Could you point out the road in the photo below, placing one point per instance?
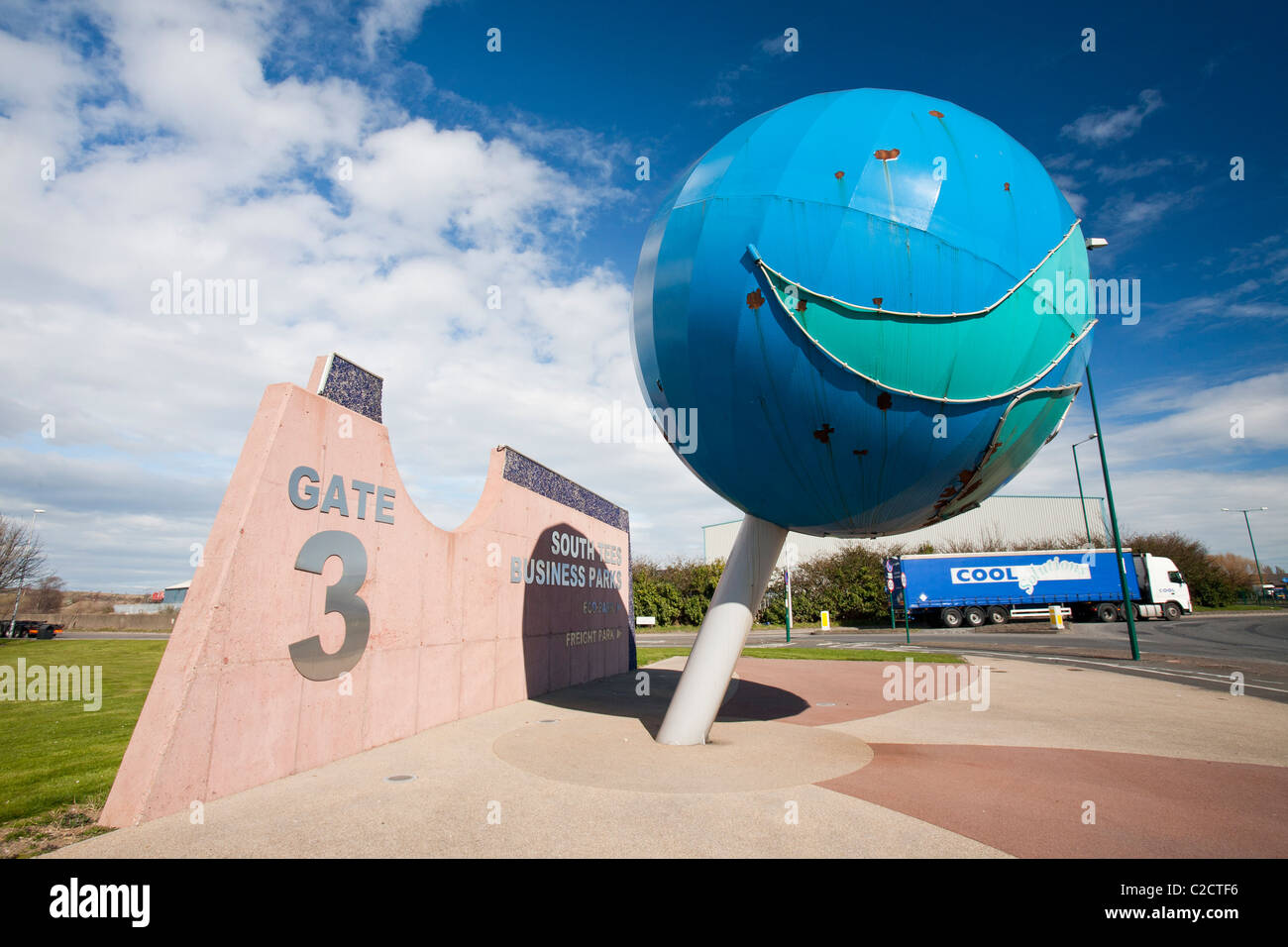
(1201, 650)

---

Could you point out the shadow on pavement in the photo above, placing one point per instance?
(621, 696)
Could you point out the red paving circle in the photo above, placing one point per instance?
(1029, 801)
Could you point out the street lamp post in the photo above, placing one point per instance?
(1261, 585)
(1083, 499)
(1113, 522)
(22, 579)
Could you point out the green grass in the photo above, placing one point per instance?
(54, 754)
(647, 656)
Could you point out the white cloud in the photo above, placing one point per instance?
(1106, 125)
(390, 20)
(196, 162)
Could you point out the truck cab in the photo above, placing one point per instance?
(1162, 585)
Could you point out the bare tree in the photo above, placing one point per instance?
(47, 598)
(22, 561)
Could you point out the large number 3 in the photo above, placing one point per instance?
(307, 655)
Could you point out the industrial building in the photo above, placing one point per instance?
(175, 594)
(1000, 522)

**PROBLEM:** Output the listing as a numbered list, leaving out blank lines, covering only the lines between the one holding "Could you point out the large" and the one holding "(1000, 522)", inclusive.

**FINISHED ANSWER:**
1. Could you point out the large number 3 in the photo above, placing one point per instance?
2. (307, 655)
3. Could you point out the industrial building in the photo above, placing one point per instance?
4. (175, 594)
5. (1000, 522)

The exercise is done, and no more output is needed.